- [TO DO]
1. Decide whether each statement agrees with the passage about limbo: (a) The writer recalls limbo as a party game involving music and a stick. (b) The writer says they like waiting. (c) The writer believes it is human nature to stop trying after repeated attempts. For each, answer yes or no and quote the deciding words.
2. Continue the passage about limbo from its last sentence.

I remember when limbo was a party game that involved music and passing under a stick. I miss those days.
Now limbo is a state of existence. It is the constant presence of the weight of waiting for opportunities or information to make decisions about where life will take us. It is the ever-present itch in one’s feet to just meet the road at the door and start walking, to move on, hopefully forward, but even just laterally into a new way of being for a little while in order to see what might yet come. I hate limbo. I hate waiting instead of doing. I hate feeling like I’ve relived the same year three times, and like I’m just waiting for my life to begin.
Famously, Einstein is meant to have commented on how it is illogical to keep doing the same thing over and over again and expect a different result. But at the same time, when you have worked for years towards a certain goal, it is hard to stop trying and hoping that, well, maybe this time, this application cycle, this attempt at a grant, something might turn out differently. I think it is human nature to keep trying, for better or for worse. And I am no better than my human nature.

- [DATASET EXCERPTS]
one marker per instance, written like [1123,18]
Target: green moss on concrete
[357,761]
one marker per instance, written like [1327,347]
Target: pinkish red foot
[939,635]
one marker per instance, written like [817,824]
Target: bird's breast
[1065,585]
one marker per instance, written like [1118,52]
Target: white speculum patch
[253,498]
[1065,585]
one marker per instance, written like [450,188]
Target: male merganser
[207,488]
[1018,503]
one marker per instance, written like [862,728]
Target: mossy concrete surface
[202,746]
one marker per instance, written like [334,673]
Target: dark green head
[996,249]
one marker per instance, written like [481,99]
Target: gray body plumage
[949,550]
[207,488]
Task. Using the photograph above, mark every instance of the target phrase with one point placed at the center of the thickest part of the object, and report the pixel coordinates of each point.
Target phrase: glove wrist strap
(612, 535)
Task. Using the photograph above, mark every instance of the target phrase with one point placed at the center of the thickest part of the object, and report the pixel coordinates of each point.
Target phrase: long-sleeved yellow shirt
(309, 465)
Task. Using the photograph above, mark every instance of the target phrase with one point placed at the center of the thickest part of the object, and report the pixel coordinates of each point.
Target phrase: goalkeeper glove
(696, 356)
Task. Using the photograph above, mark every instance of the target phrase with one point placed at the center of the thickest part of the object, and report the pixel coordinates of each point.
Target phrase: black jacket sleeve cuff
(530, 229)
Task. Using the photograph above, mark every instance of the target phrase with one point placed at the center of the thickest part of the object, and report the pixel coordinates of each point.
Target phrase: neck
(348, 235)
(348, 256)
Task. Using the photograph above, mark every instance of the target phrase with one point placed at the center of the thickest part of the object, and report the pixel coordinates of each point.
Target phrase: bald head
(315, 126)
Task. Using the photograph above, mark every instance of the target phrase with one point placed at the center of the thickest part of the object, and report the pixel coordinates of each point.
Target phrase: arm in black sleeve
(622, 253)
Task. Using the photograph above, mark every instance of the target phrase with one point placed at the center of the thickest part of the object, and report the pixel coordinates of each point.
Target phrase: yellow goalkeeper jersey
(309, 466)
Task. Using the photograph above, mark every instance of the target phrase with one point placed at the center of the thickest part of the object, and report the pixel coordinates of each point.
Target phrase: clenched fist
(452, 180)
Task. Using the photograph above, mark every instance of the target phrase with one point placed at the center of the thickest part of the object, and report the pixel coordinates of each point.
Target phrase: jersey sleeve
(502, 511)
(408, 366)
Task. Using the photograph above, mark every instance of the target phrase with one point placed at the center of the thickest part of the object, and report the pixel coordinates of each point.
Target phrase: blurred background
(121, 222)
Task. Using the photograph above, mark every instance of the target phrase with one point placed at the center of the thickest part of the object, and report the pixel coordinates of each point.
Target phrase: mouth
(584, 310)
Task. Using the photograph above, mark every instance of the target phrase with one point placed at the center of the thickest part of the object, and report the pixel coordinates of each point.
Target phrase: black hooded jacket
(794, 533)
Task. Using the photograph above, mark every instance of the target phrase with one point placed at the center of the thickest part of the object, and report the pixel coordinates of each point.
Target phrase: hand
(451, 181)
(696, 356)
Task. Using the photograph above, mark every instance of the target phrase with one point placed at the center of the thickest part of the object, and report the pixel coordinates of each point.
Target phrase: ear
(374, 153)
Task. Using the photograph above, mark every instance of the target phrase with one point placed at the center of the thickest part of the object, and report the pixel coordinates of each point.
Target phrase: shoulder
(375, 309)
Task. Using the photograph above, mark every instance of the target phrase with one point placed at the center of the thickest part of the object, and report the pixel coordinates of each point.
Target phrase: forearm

- [ANSWERS IN ORDER]
1.
(a) Yes: "I remember when limbo was a party game that involved music and passing under a stick."
(b) No: "I hate waiting instead of doing."
(c) No: "I think it is human nature to keep trying, for better or for worse."

2.
Trying is exhausting. Trying and applying over and over again, receiving rejections over and over again can become a heavy weight. I feel it constantly, even as I feel slightly numbed to it. How many times can one repeat the apologetic requests to referees, or let go of the feeling that when it takes so many other people’s efforts for you to try to pursue something, every time it doesn’t work out you’re not just wasting your own time and energy, but that of the people who support you? Academia is, to some people very solitary work, but in the application cycles, we can become acutely aware of how we are dependent on communities large and small, and how we are part of systems and networks though we may often work alone. When I am most tired of limbo, I think it is because I am most aware that the longer I choose this, the longer I hold people with me in this space, the longer I make other people repeat the same years over and over again.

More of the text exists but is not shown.